Edit the entries below by changing every "Practice step" to "Labeling step" and leaving all other text unchanged. Don't include the pictures in your answer.

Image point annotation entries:
_____

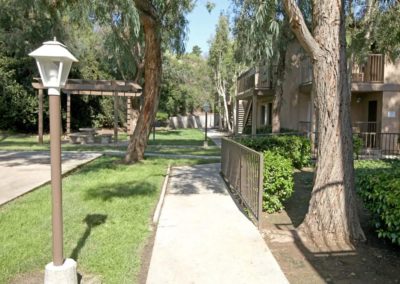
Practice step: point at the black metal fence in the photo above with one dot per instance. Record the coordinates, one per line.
(242, 169)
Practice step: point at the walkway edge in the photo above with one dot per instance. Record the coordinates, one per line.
(160, 203)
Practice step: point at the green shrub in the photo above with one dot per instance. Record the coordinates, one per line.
(357, 145)
(378, 184)
(266, 130)
(278, 181)
(295, 148)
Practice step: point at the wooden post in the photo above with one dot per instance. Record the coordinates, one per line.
(129, 115)
(68, 114)
(254, 116)
(115, 117)
(40, 117)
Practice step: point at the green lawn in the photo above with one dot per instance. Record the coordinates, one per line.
(107, 216)
(171, 138)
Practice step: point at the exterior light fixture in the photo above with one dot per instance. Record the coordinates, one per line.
(54, 62)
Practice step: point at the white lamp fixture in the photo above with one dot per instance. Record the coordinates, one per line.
(54, 63)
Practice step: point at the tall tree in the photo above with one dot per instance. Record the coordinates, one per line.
(262, 28)
(222, 64)
(162, 22)
(332, 217)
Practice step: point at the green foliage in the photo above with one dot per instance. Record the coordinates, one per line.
(378, 184)
(278, 181)
(295, 148)
(185, 85)
(266, 130)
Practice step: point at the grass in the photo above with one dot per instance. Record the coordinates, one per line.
(198, 151)
(183, 137)
(107, 210)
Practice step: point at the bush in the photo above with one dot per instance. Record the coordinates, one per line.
(266, 130)
(295, 148)
(378, 184)
(278, 181)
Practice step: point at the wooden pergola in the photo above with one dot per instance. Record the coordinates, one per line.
(114, 88)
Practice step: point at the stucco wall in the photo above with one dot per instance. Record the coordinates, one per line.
(391, 103)
(392, 71)
(359, 110)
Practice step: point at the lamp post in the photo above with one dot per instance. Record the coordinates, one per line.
(54, 63)
(206, 108)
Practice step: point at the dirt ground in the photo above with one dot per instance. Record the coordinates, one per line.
(374, 261)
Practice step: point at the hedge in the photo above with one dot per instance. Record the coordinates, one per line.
(278, 181)
(295, 148)
(378, 184)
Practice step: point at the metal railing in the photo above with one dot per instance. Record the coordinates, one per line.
(379, 145)
(366, 126)
(242, 169)
(256, 78)
(372, 71)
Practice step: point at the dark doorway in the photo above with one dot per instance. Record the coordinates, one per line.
(372, 123)
(372, 115)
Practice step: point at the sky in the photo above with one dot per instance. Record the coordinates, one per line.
(202, 24)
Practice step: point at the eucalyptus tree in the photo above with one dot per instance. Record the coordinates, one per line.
(221, 61)
(332, 217)
(263, 34)
(372, 26)
(164, 24)
(186, 83)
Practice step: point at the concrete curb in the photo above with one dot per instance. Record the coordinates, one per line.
(160, 203)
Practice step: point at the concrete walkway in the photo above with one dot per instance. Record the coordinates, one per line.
(216, 136)
(21, 172)
(202, 237)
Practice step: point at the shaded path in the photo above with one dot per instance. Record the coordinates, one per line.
(202, 237)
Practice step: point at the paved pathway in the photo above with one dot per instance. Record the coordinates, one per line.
(202, 237)
(21, 172)
(216, 136)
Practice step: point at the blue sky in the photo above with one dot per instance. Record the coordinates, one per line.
(202, 24)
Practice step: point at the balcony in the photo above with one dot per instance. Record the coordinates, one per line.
(372, 71)
(255, 79)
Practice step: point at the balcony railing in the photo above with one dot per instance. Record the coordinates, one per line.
(372, 71)
(256, 78)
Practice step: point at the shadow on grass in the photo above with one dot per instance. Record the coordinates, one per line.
(91, 220)
(107, 192)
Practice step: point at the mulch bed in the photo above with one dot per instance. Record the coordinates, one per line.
(374, 261)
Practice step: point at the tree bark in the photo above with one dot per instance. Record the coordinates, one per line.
(152, 78)
(332, 218)
(277, 103)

_____

*Exercise solution*
Labeling step: point at the black metal fence in the photo above with one dot per instance. Record the coordinates, one per line.
(242, 169)
Labeling step: point at the walkway edge in the photo above with one dot per instance. Record the coordinates, one per line.
(160, 203)
Labeling step: point at the green shrub in the photo above with one dot per instance. Record the coordinates, one per line.
(357, 145)
(378, 184)
(266, 130)
(278, 181)
(295, 148)
Labeling step: point at the wooden post in the photo above with one dot per instance. Record the coordinates, one per line.
(129, 115)
(68, 114)
(254, 116)
(115, 117)
(40, 117)
Labeling step: point at the green lawn in the photo above with one dot per instance. Record the coordinates, one per line.
(107, 216)
(171, 138)
Labeling step: point at the exterior light fixture in the photo above with one dot per instance. Record the coordinates, one per line.
(54, 62)
Labeling step: point at the white lamp fixture in the photo above with one dot per instance. Record the coordinates, one per line.
(54, 63)
Labeling step: point at the tall tree in the photo above with one dot per instance. Record the coordinates, one per line.
(262, 28)
(222, 64)
(162, 22)
(332, 217)
Labeling step: point at the green foliage in the photo above with one dot per instance. Record the coordinates, one per line.
(378, 184)
(278, 181)
(295, 148)
(185, 85)
(266, 130)
Labeling step: point at the grass in the photo above with one dot per instance. Record the coordinates, one per line.
(198, 151)
(183, 137)
(107, 210)
Labeling step: point at the bush in the photo above with one dot per instance. Record the coordinates, one per line.
(266, 130)
(295, 148)
(378, 184)
(278, 181)
Labeling step: point at the wooden pergola in the photo above with one dot per instance. Record the coordinates, one per line.
(114, 88)
Labeling step: point at the stucco wall in the photo above with one dot per instance. Record the coordinates, one per line.
(391, 103)
(392, 71)
(359, 110)
Labeling step: point at the lamp post in the photo above with one dot per instance. Record the coordinates, one per line.
(54, 63)
(206, 108)
Labeling step: point at the dirt ground in the photo above with one dot per instance. Record the coordinates, one per line.
(374, 261)
Labeling step: point at the hedge in the photo above with one dot per instance. Record the coordinates, one per line.
(278, 181)
(295, 148)
(378, 184)
Labeling step: point at the metal railing in the photo above with one dot per instance. Record the coordinates, one per line.
(379, 145)
(366, 126)
(242, 169)
(256, 78)
(372, 71)
Labeling step: point at the dark doorway in the photo above with one dot per instance. Record the coordinates, one per line.
(372, 123)
(372, 115)
Labeling step: point at the sky in the photo above with one dot per instance. Record the coordinates, one per line.
(202, 24)
Labeling step: point at the eucalyptus tree in the photo above with one dot per instance. Record the coordinates, one per line.
(221, 61)
(332, 217)
(263, 34)
(372, 26)
(164, 24)
(186, 83)
Labeling step: point at the concrete curb in the photo above with one dot per instance. Record the coordinates, one per line.
(160, 203)
Labeling step: point at the concrete walkway in the photo above with one dot per instance. Record the coordinates, one per line.
(216, 136)
(21, 172)
(202, 237)
Labeling step: point at the shaded path in the photo above with one dot per instance. Record the coordinates, one per line.
(202, 237)
Labeling step: point at the paved pathway in the photo above with one dot per instance. Record the coordinates, one per line.
(202, 237)
(21, 172)
(216, 136)
Labeling step: point at the blue sky in the photo above with one dot per instance. Record the coordinates, one per line.
(202, 24)
Labeling step: point at the balcony in the photo above with one dot per instance. Record the coordinates, one per line.
(372, 71)
(255, 79)
Labeling step: point at the balcony railing in the photo above with one dot per instance. Record the coordinates, one per line.
(372, 71)
(256, 78)
Labeling step: point at the shadow on grass in the photo above with one dot per instance. Record the coordinates, one per line.
(91, 220)
(107, 192)
Labeling step: point at the mulch bed in the photo above with one dot per instance. Record the coordinates, one per line.
(374, 261)
Labeling step: point at the tree bark in the photo above with one dot per instance. Record the coordinates, one per line.
(152, 78)
(332, 218)
(277, 103)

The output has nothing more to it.